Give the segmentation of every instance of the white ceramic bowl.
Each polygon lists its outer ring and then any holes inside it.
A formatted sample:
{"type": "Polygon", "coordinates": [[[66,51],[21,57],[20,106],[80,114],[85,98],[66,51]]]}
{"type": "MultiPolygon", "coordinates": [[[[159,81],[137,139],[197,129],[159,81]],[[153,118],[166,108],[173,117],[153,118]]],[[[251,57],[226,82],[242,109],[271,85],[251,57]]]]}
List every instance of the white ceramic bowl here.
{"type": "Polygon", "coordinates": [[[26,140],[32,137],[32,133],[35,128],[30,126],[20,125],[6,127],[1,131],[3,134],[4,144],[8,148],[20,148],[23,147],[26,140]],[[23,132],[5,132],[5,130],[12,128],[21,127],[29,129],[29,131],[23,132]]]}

::::

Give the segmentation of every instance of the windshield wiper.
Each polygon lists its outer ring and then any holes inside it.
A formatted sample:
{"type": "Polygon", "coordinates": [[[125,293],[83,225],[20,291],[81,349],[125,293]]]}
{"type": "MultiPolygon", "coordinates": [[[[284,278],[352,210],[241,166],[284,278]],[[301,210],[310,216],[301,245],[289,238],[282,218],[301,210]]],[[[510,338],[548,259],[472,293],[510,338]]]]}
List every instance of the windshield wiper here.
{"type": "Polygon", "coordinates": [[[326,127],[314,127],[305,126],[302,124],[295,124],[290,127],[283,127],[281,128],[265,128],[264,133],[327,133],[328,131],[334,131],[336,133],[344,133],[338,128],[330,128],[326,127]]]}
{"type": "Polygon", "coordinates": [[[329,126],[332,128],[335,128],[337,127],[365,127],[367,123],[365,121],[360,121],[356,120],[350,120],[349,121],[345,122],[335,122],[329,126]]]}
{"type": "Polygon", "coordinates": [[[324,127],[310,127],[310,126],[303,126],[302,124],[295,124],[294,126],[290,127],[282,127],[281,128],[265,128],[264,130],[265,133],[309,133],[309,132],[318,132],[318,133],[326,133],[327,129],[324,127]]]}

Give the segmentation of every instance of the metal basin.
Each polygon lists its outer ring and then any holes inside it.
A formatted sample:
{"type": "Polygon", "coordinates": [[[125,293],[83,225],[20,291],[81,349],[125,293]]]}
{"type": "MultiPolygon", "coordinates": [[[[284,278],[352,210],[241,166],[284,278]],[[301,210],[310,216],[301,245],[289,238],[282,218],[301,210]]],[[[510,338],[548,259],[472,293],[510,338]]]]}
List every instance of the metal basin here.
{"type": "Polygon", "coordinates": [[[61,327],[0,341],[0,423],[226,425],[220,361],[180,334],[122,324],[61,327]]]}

::::

- [Set problem]: Report all lines in the listing above that contain the string "every", treating uppercase and lowercase as different.

- [Output for this exercise]:
Give the segmentation of every instance of the white ceramic bowl.
List every instance of the white ceramic bowl here.
Give the segmentation of every instance of the windshield wiper.
List every instance of the windshield wiper here.
Give the segmentation of every instance of the metal basin.
List every instance of the metal basin here.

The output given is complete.